* _List of tasks_:
1 > Set down everything in the passage on the trawler Diamond from "Blaydes researcher Dr" down to "ten years ago.".
2 > According to the passage on the trawler Diamond, when was the Hull trawler Diamond wrecked?

* _Document segment_:

------------------------------------------------------------

Blaydes researcher Dr Robb Robinson is investigating the history of the Yorkshire coast for a forthcoming book, and has uncovered the story of the wrecking of the Hull trawler Diamond. Here he traces the lives of its crew and their rescuers, offering a fascinating window into the social history of this coastal county during the first half of the twentieth century.
If you walk along the shore close to Speeton Cliffs north of Filey on the Yorkshire coast you can encounter the remains of the Hull trawler Diamond which was wrecked there in January 1912, one hundred and ten years ago.

------------------------------------------------------------

* _Dataset content_:
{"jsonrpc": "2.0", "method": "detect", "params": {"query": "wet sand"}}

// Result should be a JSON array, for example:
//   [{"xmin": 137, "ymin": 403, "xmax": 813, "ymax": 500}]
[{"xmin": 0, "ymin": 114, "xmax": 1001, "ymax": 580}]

------------------------------------------------------------

* _Solutions to the problems_:
1 >
Blaydes researcher Dr Robb Robinson is investigating the history of the Yorkshire coast for a forthcoming book, and has uncovered the story of the wrecking of the Hull trawler Diamond. Here he traces the lives of its crew and their rescuers, offering a fascinating window into the social history of this coastal county during the first half of the twentieth century.
If you walk along the shore close to Speeton Cliffs north of Filey on the Yorkshire coast you can encounter the remains of the Hull trawler Diamond which was wrecked there in January 1912, one hundred and ten years ago.

2 > In January 1912.